SET PROBLEM
Turn the material from its start through the line containing "[735, 470, 1299, 552]" into a numbered list, skipping any blank lines.
** BEGIN RECORDS TO PROCESS **
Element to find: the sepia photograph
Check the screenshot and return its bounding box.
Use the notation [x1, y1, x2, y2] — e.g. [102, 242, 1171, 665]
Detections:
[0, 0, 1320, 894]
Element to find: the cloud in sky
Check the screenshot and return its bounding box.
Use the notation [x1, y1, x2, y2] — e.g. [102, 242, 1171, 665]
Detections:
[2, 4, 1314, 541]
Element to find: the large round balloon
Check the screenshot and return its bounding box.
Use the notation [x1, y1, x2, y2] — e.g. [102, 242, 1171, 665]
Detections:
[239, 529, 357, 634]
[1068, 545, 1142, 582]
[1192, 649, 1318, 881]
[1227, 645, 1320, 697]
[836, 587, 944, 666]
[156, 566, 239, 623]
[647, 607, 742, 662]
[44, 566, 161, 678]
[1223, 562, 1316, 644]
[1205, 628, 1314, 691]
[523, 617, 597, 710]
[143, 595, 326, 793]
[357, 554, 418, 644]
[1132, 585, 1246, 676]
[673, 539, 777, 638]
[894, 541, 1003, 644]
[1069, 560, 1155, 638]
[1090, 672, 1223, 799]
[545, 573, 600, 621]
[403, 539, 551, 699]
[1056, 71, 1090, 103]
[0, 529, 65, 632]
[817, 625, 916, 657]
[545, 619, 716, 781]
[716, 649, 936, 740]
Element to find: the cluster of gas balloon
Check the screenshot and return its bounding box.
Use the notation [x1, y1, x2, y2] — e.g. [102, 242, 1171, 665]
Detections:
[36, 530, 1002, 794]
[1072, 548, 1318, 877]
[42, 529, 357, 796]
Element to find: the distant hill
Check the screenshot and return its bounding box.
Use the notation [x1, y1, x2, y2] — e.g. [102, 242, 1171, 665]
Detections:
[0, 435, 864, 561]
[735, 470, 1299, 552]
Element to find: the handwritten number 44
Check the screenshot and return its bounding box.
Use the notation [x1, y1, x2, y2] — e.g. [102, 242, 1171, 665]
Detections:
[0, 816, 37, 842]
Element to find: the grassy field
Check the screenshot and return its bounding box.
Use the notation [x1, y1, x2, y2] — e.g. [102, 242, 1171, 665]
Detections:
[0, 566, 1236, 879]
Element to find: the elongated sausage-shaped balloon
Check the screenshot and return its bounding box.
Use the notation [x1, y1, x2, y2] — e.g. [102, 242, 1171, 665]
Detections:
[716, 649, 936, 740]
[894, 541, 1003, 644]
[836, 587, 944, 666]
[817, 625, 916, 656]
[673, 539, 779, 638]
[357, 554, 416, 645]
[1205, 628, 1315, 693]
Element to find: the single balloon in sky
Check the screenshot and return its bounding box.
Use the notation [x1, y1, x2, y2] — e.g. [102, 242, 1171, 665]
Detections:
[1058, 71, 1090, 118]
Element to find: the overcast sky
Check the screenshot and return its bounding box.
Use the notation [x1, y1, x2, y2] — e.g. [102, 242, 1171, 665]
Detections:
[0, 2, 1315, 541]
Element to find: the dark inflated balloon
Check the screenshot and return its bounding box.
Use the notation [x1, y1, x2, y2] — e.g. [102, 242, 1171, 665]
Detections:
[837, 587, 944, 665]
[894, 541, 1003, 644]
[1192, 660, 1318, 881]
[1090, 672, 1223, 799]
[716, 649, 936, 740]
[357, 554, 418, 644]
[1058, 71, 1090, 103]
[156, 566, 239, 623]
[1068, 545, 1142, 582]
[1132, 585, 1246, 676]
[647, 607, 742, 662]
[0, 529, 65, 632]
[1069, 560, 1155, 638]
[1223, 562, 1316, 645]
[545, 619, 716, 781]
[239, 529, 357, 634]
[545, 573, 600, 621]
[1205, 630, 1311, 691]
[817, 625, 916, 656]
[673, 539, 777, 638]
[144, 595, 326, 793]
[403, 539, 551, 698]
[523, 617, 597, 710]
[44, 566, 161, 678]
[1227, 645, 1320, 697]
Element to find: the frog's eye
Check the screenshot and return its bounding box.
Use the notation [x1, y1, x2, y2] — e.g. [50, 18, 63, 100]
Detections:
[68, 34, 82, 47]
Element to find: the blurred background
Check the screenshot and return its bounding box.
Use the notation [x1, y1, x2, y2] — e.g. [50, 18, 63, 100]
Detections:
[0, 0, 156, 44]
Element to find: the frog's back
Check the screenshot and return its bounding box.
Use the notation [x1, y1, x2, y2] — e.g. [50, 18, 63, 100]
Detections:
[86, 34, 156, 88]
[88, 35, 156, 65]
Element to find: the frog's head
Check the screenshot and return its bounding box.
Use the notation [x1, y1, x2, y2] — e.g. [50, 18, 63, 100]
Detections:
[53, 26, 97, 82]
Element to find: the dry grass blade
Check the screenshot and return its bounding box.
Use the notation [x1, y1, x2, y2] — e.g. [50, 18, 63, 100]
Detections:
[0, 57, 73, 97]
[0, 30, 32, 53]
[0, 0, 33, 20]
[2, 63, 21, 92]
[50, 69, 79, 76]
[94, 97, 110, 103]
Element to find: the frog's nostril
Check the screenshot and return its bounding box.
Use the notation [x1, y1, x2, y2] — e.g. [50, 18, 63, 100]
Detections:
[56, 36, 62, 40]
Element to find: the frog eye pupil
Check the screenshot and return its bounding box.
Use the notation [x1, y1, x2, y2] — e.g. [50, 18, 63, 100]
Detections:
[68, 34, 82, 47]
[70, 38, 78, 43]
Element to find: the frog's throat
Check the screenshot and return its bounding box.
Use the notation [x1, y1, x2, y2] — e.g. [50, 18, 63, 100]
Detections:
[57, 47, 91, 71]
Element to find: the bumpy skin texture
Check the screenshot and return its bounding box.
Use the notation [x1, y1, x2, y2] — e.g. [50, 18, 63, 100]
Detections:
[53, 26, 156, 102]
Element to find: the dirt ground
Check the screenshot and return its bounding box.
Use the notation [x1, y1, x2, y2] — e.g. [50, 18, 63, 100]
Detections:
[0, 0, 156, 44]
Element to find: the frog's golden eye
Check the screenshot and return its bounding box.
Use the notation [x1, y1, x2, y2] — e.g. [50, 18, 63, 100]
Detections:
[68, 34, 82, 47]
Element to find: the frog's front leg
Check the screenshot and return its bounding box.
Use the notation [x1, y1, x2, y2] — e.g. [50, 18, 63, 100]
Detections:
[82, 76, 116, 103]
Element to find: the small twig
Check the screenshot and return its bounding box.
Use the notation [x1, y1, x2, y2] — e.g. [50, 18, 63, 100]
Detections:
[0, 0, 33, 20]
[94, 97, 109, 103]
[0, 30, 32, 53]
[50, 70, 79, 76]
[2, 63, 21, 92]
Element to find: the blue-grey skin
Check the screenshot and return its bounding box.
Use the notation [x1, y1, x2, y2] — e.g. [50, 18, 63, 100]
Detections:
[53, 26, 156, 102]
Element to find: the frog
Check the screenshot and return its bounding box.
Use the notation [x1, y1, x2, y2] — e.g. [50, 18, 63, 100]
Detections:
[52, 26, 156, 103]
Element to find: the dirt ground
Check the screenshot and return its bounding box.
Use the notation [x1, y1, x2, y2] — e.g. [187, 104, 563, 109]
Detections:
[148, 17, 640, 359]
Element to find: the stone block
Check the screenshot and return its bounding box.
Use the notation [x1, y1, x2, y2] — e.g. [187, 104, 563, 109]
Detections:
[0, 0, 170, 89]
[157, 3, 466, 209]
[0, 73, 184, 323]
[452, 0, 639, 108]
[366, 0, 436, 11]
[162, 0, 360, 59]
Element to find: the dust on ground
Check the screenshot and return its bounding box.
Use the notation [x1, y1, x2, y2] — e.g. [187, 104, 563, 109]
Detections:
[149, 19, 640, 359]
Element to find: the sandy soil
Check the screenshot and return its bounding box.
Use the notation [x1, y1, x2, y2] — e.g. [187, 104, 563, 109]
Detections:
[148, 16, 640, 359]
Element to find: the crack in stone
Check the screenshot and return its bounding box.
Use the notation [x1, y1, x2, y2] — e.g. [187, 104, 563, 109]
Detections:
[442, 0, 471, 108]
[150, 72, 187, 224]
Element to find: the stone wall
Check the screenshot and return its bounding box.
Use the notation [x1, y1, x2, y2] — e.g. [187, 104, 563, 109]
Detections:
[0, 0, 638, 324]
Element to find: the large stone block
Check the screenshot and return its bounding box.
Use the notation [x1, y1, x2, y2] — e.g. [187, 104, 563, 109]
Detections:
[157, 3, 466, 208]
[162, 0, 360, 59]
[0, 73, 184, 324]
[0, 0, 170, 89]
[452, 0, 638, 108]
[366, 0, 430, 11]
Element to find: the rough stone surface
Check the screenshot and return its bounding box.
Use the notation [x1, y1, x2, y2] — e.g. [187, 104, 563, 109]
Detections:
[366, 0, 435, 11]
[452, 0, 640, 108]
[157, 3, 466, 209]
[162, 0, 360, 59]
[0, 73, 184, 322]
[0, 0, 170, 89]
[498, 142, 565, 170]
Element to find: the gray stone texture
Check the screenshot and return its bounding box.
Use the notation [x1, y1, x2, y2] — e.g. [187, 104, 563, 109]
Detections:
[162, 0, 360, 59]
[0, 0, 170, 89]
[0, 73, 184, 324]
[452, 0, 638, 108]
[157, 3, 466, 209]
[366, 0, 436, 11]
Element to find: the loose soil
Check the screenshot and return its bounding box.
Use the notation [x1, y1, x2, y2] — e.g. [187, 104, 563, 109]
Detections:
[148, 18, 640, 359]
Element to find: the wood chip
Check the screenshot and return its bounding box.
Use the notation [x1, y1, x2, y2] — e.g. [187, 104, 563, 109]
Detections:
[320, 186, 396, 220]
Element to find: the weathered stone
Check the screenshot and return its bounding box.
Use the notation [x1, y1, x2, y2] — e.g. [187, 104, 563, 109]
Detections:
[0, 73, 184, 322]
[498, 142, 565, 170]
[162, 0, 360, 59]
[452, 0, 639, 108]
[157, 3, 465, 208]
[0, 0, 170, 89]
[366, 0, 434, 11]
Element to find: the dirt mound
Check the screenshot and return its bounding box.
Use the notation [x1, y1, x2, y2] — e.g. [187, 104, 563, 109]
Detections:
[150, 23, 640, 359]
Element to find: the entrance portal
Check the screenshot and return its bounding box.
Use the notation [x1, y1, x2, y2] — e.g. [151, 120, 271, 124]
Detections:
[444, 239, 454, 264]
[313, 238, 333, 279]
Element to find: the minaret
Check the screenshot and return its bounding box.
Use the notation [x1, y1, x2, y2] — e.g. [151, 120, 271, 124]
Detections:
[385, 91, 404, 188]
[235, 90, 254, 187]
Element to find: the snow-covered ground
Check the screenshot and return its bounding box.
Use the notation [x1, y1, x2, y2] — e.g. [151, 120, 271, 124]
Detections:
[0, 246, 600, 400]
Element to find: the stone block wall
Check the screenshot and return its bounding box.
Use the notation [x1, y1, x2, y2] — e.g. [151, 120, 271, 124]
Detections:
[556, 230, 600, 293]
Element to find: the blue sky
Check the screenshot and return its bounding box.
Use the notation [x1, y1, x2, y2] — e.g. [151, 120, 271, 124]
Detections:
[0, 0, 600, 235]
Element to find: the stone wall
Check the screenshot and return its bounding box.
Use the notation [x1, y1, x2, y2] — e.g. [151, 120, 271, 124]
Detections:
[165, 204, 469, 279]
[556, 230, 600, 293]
** END RECORDS TO PROCESS **
WORKED ANSWER
1. Element to find: the sepia photograph
2. Check the screenshot and return its bounding box.
3. Use the notation [x1, y1, x2, y2] — e.g. [102, 242, 1171, 665]
4. Detections:
5. [0, 0, 1320, 894]
6. Element to find: the cloud in sky
7. Check the screenshot and return its bounding box.
8. Use the notation [x1, y1, x2, y2] — e.g. [102, 242, 1171, 665]
9. Detections:
10. [2, 4, 1314, 541]
11. Element to find: the large round balloon
12. Check the screenshot and return its bounding box.
13. Use the notation [x1, y1, x2, y2] — e.g. [102, 242, 1171, 665]
14. Detections:
15. [239, 529, 357, 634]
16. [1068, 545, 1142, 582]
17. [1192, 649, 1318, 881]
18. [1227, 645, 1320, 697]
19. [836, 587, 944, 666]
20. [156, 566, 239, 623]
21. [647, 607, 742, 662]
22. [44, 566, 161, 678]
23. [1223, 562, 1316, 644]
24. [1205, 628, 1314, 691]
25. [523, 617, 597, 710]
26. [143, 595, 326, 793]
27. [357, 554, 418, 644]
28. [1132, 585, 1246, 676]
29. [673, 539, 777, 638]
30. [894, 541, 1003, 644]
31. [1069, 560, 1155, 638]
32. [1090, 672, 1223, 799]
33. [545, 573, 600, 621]
34. [403, 539, 551, 699]
35. [1056, 71, 1090, 103]
36. [0, 529, 65, 632]
37. [817, 625, 916, 657]
38. [545, 619, 716, 781]
39. [716, 649, 936, 740]
40. Element to find: the cluster of gas balloon
41. Check the screenshot and return its bounding box.
42. Use the notation [x1, y1, x2, y2] — e.g. [102, 242, 1171, 665]
43. Detections:
44. [36, 530, 1002, 794]
45. [1072, 548, 1318, 877]
46. [42, 529, 357, 796]
47. Element to find: the distant hill
48. Check the screenshot and return its bounding box.
49. Use the notation [x1, y1, x2, y2] — e.g. [102, 242, 1171, 665]
50. Detections:
51. [0, 435, 864, 561]
52. [735, 470, 1299, 552]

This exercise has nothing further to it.